┌─ Extrait à lire

Au départ de notre civilisation il y a la cité antique, – grecque, latine, celtique, aquitaine, – cité idéale de notre imaginaire collectif, reprise en fait au Moyen Age : ce n’était pas une ville, mais un territoire rural centré sur un gros bourg, un noyau urbain dont le marché, le sanctuaire, la tour de garde, le tribunal desservaient l’ensemble et assuraient sa cohésion.
De son côté la campagne fournissait l’espace, les paysages, l’air, l’eau, la nourriture, les matériaux, les nourrices, la main-d’oeuvre, les soldats…
Qu’est-ce qui a changé, pour l’essentiel au XXe siècle ? Beaucoup de choses évidemment, mais surtout le fait que le pétrole à bon marché et les transports faciles donnent à la ville actuelle l’illusion de ne rien devoir à son arrière-pays, d’où la tentation de lui tourner le dos : l’on croit se suffire à soi-même.

└─

Travail à effectuer
Restituez à l'identique le passage de l'extrait sur la cité et sa campagne qui va de « Au départ de » jusqu'à « assuraient sa cohésion. ».

┌─ Données

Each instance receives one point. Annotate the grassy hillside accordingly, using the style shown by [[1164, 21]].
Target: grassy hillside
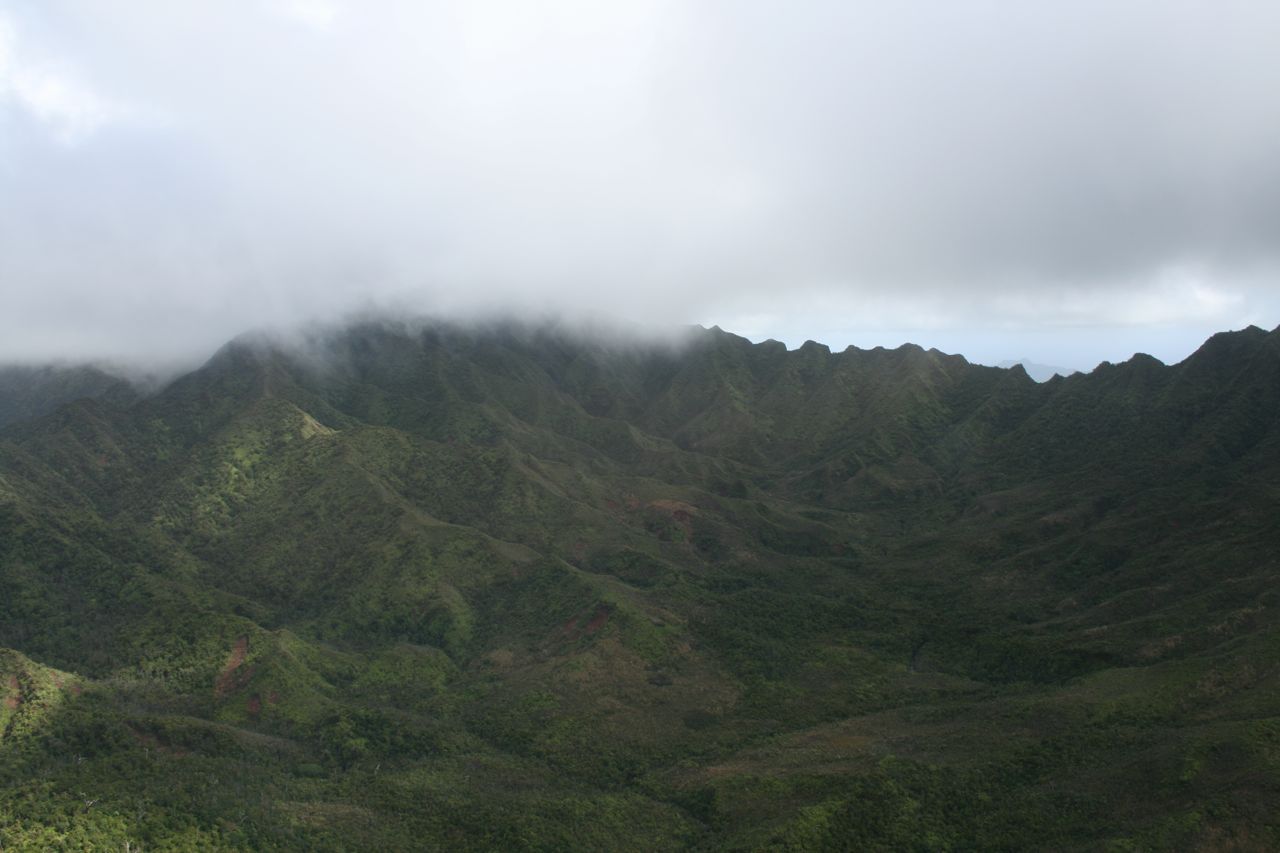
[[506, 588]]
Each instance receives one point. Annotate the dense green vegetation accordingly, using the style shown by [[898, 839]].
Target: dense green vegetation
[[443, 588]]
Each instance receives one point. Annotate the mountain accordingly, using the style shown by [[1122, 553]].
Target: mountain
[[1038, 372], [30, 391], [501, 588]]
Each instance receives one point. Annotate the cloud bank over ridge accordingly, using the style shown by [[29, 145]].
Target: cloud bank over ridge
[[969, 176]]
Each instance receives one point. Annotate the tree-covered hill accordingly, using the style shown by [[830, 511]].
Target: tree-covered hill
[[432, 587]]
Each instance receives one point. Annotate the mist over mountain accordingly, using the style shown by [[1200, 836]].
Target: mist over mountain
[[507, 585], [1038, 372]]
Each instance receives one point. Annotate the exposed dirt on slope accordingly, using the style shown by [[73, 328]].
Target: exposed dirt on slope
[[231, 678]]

└─
┌─ Données

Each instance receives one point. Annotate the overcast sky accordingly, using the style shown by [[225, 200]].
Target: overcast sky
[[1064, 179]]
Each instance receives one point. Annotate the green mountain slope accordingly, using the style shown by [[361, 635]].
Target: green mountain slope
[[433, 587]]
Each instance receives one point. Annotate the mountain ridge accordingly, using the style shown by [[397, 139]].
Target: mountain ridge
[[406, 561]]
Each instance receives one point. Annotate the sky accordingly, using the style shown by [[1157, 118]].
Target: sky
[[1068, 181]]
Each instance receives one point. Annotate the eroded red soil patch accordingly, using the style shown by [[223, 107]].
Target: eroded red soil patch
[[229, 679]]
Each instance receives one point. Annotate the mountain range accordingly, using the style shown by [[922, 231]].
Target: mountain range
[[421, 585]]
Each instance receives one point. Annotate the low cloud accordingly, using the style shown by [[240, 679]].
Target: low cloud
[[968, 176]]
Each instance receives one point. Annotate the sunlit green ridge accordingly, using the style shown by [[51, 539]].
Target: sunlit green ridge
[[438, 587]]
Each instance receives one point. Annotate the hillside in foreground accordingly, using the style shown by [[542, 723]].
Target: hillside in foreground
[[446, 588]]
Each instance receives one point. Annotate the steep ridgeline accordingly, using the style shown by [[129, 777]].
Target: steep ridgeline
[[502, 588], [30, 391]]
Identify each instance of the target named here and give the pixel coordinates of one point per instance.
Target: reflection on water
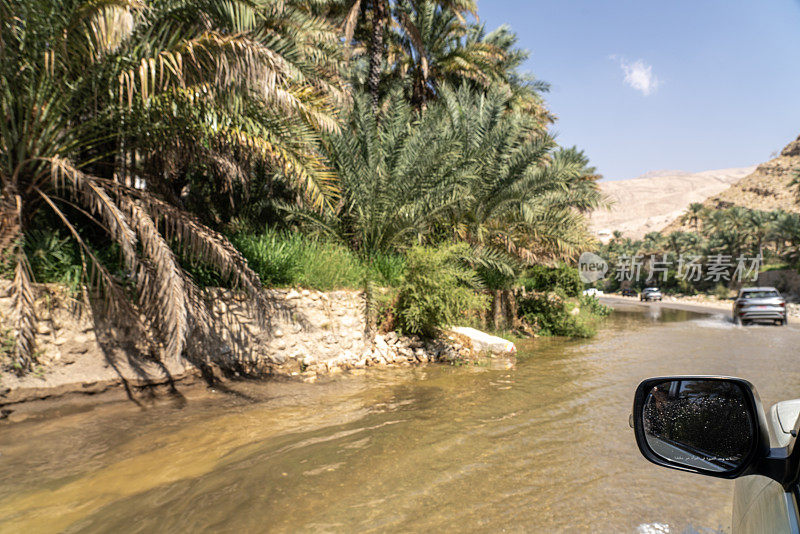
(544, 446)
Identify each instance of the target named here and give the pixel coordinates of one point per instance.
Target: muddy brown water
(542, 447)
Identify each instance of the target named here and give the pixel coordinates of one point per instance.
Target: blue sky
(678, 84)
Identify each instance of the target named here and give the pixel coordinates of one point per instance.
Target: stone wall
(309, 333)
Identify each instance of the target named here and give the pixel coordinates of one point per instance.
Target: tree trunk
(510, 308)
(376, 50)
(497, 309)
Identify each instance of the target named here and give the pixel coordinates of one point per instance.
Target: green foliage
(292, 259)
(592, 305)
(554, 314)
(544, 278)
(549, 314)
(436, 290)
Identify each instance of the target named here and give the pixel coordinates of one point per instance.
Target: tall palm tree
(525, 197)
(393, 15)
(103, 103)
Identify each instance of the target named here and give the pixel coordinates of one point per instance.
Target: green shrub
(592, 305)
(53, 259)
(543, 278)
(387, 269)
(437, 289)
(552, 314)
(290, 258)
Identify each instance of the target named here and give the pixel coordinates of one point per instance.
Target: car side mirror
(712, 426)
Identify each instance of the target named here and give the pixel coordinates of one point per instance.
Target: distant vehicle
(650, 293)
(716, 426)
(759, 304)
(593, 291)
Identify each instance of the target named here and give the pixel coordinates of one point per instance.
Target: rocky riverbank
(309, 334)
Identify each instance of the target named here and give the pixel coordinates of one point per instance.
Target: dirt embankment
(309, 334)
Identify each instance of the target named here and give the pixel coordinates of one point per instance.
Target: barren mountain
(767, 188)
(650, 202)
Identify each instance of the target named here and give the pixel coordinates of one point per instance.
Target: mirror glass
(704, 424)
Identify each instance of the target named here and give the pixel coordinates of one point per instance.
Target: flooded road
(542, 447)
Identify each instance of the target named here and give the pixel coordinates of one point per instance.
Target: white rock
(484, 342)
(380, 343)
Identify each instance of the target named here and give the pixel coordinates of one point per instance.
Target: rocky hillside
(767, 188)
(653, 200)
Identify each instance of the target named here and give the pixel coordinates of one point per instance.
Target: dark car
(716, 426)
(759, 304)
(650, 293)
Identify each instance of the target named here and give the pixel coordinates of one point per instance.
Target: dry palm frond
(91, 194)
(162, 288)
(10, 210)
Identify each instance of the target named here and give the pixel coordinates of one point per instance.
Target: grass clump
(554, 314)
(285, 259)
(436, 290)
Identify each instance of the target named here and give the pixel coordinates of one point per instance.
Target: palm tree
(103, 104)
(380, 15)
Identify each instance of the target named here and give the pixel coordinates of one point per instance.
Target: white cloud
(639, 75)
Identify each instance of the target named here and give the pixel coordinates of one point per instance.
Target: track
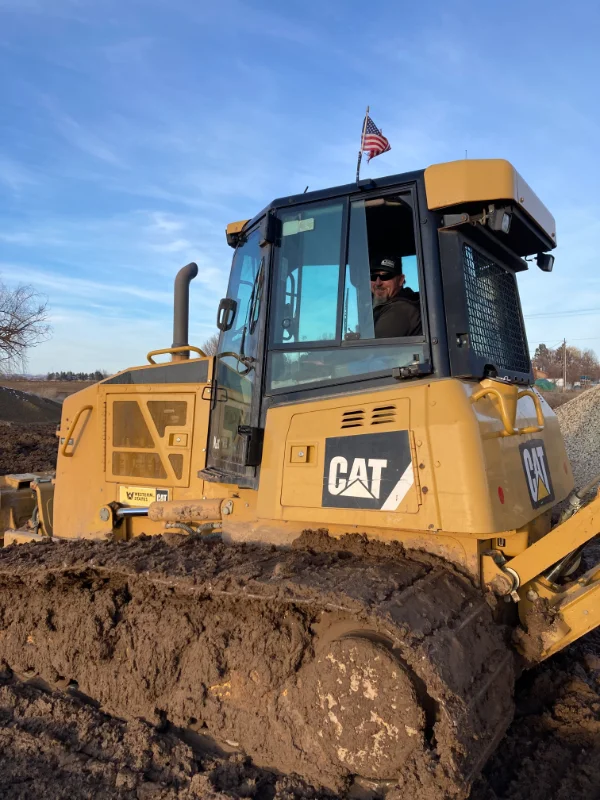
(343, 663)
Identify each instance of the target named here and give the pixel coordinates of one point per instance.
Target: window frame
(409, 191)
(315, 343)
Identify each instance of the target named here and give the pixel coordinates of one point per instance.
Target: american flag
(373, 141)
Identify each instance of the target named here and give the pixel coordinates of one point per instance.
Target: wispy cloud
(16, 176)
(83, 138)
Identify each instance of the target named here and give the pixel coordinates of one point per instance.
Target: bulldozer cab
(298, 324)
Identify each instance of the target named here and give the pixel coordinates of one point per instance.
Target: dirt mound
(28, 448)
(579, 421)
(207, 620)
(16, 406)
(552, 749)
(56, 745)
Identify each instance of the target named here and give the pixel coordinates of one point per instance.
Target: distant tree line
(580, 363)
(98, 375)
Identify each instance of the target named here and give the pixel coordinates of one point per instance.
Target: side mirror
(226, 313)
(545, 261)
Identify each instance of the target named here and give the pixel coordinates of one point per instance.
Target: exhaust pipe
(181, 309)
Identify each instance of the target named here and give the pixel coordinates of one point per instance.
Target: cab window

└─
┌─ Données

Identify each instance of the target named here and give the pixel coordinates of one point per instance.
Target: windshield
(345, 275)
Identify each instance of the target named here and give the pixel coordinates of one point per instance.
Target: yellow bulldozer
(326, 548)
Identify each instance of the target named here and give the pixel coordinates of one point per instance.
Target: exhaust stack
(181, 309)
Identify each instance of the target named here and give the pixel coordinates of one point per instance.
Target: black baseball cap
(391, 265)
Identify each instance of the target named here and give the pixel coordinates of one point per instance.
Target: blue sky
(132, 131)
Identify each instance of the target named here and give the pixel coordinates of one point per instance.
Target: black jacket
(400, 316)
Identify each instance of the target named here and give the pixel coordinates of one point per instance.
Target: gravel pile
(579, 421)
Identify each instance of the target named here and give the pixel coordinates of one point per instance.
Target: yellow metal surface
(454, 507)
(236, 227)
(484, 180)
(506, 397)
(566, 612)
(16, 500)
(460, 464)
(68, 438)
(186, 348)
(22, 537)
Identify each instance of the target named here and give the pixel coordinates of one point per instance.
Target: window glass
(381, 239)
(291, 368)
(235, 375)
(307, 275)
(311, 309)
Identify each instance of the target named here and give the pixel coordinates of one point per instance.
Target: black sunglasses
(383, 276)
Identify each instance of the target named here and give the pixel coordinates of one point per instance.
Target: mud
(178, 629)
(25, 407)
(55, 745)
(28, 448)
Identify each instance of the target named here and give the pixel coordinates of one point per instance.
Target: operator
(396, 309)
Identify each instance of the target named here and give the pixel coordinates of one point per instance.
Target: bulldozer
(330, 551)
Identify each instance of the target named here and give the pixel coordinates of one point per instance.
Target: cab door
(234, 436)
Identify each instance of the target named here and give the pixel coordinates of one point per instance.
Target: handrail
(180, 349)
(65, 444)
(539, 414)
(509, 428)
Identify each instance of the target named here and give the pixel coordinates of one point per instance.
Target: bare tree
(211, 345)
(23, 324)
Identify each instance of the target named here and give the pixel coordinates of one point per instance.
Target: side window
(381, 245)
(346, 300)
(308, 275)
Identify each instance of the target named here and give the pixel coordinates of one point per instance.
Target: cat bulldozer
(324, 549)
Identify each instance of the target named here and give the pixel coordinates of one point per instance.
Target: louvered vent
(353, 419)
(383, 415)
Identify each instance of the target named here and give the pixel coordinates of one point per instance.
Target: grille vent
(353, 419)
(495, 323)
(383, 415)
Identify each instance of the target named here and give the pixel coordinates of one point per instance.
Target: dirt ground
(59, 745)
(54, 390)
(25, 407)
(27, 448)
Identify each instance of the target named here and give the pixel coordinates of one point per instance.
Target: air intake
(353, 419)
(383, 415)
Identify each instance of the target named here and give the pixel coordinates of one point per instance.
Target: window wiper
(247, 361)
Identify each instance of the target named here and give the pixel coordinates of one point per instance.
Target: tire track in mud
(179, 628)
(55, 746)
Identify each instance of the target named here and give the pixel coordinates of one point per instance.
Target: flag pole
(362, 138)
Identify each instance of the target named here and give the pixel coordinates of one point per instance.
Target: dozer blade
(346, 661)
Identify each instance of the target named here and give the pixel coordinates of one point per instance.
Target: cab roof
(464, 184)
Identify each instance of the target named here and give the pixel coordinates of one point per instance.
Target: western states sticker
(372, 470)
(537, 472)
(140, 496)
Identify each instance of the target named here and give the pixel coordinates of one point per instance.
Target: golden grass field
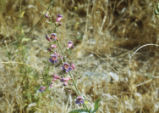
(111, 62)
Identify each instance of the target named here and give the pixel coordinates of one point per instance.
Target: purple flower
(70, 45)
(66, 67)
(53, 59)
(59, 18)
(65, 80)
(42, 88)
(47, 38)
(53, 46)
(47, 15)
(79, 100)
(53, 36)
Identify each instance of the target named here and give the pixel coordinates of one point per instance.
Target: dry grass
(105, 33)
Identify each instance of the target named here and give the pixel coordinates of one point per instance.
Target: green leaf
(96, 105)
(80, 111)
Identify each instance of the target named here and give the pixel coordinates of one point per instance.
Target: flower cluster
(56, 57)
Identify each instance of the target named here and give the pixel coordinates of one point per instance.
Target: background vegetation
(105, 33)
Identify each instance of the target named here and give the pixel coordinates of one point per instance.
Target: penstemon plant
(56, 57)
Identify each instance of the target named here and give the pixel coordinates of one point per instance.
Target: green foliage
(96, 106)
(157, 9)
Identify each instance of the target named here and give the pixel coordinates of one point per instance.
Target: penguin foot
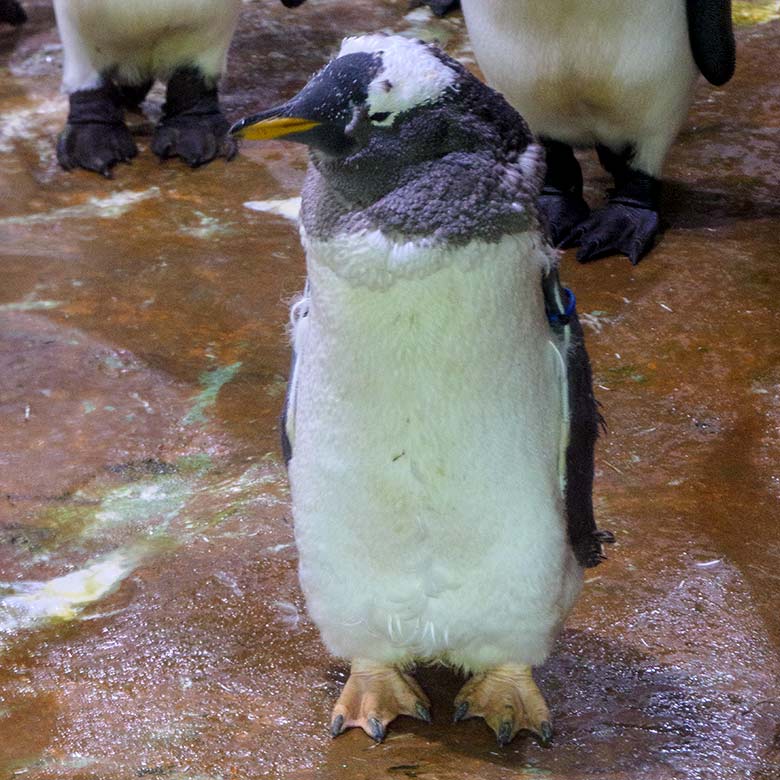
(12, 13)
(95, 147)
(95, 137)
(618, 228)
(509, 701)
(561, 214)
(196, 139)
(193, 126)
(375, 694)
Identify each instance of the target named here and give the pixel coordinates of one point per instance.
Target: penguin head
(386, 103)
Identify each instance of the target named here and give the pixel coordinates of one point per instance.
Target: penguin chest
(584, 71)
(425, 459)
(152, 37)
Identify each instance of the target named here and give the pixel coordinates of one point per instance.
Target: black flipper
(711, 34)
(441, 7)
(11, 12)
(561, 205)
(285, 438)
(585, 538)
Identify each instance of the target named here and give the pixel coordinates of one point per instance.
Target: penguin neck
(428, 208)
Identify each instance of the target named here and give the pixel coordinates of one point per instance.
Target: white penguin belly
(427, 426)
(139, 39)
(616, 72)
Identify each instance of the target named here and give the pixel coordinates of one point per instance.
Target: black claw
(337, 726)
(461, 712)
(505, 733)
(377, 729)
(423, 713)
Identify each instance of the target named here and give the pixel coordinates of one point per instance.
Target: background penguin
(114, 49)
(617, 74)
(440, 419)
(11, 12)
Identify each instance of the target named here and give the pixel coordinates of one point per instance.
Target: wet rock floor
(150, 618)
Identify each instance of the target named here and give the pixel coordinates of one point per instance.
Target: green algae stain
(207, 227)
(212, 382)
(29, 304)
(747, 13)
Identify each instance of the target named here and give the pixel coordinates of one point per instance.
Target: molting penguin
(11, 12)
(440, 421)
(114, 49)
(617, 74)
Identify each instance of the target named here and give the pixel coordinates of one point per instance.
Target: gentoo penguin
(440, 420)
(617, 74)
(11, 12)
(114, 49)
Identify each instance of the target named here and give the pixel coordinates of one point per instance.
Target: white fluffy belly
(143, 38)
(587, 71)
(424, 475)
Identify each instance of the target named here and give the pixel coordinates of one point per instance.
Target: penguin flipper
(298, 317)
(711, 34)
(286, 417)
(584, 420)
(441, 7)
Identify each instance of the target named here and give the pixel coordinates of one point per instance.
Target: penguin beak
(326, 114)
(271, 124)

└─

Résultat de la tâche
Au départ de notre civilisation il y a la cité antique, – grecque, latine, celtique, aquitaine, – cité idéale de notre imaginaire collectif, reprise en fait au Moyen Age : ce n’était pas une ville, mais un territoire rural centré sur un gros bourg, un noyau urbain dont le marché, le sanctuaire, la tour de garde, le tribunal desservaient l’ensemble et assuraient sa cohésion.